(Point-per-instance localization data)
━━━━━━━━━━━━━━━━━━━━━━━━━━━━━━

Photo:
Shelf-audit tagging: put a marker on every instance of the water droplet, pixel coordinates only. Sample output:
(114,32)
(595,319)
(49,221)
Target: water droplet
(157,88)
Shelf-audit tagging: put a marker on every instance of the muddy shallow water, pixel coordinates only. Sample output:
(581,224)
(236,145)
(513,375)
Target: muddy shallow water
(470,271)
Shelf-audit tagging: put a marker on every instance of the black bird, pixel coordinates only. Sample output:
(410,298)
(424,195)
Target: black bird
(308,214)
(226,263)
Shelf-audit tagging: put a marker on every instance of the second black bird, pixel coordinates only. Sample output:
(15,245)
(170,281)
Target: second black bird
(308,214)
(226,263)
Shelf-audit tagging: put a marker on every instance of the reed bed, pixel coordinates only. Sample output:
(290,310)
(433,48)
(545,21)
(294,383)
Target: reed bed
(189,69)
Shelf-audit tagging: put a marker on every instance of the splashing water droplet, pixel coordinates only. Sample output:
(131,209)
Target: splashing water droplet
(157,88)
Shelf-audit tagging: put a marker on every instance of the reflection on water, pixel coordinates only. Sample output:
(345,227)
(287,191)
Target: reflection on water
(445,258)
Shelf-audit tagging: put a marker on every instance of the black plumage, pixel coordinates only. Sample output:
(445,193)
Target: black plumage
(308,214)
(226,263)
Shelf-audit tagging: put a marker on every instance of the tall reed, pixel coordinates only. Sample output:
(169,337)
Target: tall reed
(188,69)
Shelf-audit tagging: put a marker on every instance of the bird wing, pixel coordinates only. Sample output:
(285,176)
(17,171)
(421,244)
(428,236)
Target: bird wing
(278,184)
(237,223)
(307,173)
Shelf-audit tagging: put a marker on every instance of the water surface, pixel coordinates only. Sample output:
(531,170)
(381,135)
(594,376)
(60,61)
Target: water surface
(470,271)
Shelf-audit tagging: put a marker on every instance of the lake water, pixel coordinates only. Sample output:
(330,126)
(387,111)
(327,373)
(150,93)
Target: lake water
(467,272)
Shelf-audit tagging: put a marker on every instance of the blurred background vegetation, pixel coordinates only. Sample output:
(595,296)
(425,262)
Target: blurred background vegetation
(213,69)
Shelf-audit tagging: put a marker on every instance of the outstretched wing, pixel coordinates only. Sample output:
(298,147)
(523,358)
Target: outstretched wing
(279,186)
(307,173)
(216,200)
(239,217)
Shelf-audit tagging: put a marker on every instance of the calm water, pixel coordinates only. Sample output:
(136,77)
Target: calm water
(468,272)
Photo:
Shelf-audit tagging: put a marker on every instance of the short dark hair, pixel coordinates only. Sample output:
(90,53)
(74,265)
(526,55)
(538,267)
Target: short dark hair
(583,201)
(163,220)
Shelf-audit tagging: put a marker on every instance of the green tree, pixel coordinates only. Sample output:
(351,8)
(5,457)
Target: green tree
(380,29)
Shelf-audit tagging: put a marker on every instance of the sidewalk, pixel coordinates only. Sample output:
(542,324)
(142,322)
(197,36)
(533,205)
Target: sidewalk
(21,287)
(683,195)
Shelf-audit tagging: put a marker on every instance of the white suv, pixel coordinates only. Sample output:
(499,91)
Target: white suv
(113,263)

━━━━━━━━━━━━━━━━━━━━━━━━━━━━━━

**What the task asks:** Each line above is to be restated exactly as it stands.

**Answer for the task:**
Photo:
Shelf-audit tagging: put a marker on every instance of the water droplet, pixel coordinates only. Sample output:
(114,32)
(595,319)
(49,221)
Target: water droplet
(157,88)
Shelf-audit tagging: put a marker on every instance of the muddy shallow water, pixel coordinates only. Sample output:
(581,224)
(236,145)
(513,375)
Target: muddy shallow water
(470,271)
Shelf-audit tagging: put a marker on every instance of the black bird, pixel coordinates only. Sample output:
(410,298)
(424,195)
Target: black bird
(308,214)
(226,263)
Shelf-audit tagging: put a marker on every instance of the second black bird, pixel coordinates only. Sample output:
(15,245)
(170,281)
Target: second black bird
(308,214)
(226,263)
Shelf-audit tagging: put a marker on every instance of the reed bed, pixel coordinates only. Sample output:
(290,310)
(433,48)
(545,21)
(294,383)
Target: reed bed
(189,69)
Shelf-audit tagging: put a marker on every instance of the splashing water droplet, pixel coordinates only. Sample output:
(131,209)
Target: splashing water droplet
(157,88)
Shelf-audit tagging: put a marker on every instance of the reflection on water, pixel coordinates only. Sample output:
(345,227)
(287,191)
Target: reflection on water
(445,258)
Shelf-audit tagging: put a marker on every instance of the black plumage, pixel coordinates only. Sample output:
(445,193)
Target: black plumage
(308,214)
(226,263)
Shelf-audit tagging: put a marker on every instance of the tall reed, pixel coordinates only. Sample output:
(169,337)
Target: tall reed
(188,69)
Shelf-audit tagging: put a marker on every instance of the bird wing, pixel coordinates only. Sample output:
(285,176)
(17,171)
(421,244)
(428,236)
Target: bird wing
(278,184)
(237,223)
(307,173)
Shelf-audit tagging: put a marker on every instance of the water surface, pixel coordinates only. Sample output:
(531,170)
(381,135)
(594,376)
(60,61)
Target: water surface
(470,271)
Shelf-audit tagging: put a marker on every instance of the lake water, pixel coordinates only. Sample output:
(330,126)
(387,111)
(327,373)
(150,93)
Target: lake water
(467,272)
Shelf-audit tagging: put a marker on every instance of the blurred background vegetation, pixel coordinates only. Sample output:
(595,296)
(425,262)
Target: blurred background vegetation
(213,69)
Shelf-audit tagging: put a marker on every instance of the outstretched wing, pixel coordinates only. Sample output:
(298,147)
(523,358)
Target: outstretched wing
(279,186)
(307,173)
(216,200)
(239,217)
Shelf-audit tagging: put a marker on every instance of the calm water, pixel coordinates only. Sample output:
(136,77)
Target: calm water
(468,272)
Photo:
Shelf-audit tagging: put a marker on every instance of the short dark hair, pixel coordinates only. Sample output:
(90,53)
(74,265)
(526,55)
(538,267)
Target: short dark hair
(583,201)
(163,220)
Shelf-audit tagging: put a marker on every instance of the green tree, pixel coordinates only. Sample output:
(351,8)
(5,457)
Target: green tree
(380,29)
Shelf-audit tagging: put a marker on every instance of the sidewalk, pixel coordinates only. Sample output:
(542,324)
(142,322)
(197,36)
(533,205)
Target: sidewalk
(21,287)
(683,195)
Shelf-audit tagging: put a marker on every instance of the white suv, pixel coordinates only. Sample output:
(499,91)
Target: white suv
(113,263)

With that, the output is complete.